◆ **GOAL**
Reproduce the data word for word, from its first line through the line containing "Provide the outline of every instance of the mountain", including both of those lines.

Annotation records
################

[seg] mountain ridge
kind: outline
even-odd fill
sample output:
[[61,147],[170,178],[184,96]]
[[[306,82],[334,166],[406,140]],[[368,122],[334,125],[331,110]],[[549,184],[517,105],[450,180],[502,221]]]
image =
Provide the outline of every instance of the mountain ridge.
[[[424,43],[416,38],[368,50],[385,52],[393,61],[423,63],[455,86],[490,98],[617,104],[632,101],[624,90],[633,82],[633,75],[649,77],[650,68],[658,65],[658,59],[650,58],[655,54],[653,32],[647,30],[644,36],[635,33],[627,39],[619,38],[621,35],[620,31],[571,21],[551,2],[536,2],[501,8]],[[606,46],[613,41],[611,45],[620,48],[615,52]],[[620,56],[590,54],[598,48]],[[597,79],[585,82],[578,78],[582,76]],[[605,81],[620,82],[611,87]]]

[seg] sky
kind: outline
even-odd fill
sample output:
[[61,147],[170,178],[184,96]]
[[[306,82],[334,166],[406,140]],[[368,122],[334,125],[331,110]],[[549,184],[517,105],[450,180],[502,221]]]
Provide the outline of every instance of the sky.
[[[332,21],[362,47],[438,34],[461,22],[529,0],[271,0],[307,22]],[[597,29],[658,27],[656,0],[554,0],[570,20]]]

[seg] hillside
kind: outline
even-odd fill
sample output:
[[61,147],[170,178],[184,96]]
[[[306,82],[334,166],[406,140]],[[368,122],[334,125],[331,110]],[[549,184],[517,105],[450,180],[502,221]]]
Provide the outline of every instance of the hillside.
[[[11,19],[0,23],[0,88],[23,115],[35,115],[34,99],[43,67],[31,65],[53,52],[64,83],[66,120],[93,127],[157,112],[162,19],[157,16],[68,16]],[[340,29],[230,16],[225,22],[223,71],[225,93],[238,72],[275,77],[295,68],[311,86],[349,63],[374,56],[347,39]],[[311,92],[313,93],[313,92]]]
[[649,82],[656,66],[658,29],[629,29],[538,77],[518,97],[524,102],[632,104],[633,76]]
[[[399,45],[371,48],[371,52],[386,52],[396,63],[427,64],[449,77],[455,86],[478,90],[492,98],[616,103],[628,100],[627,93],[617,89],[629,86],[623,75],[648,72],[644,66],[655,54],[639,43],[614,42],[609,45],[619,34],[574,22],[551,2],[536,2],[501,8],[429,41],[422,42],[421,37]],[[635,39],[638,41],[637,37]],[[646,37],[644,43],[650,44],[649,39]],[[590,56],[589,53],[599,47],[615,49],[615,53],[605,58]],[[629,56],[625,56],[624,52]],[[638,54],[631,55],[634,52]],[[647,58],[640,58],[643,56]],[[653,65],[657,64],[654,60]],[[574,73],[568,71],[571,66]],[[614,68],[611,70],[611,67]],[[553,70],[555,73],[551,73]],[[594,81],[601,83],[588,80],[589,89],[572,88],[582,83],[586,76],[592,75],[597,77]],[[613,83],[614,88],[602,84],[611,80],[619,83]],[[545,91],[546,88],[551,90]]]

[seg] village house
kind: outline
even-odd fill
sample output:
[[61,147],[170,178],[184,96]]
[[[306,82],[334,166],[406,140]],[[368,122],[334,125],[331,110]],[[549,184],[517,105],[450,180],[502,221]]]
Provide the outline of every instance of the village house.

################

◆ **EXERCISE RESULT**
[seg] mountain ridge
kind: outline
even-odd fill
sample output:
[[61,147],[170,178],[184,96]]
[[[306,82],[334,166],[406,140]],[[368,122],[334,125],[331,110]],[[549,184],[517,105],[450,180],[502,221]]]
image =
Provide the outline of every instance of the mountain ridge.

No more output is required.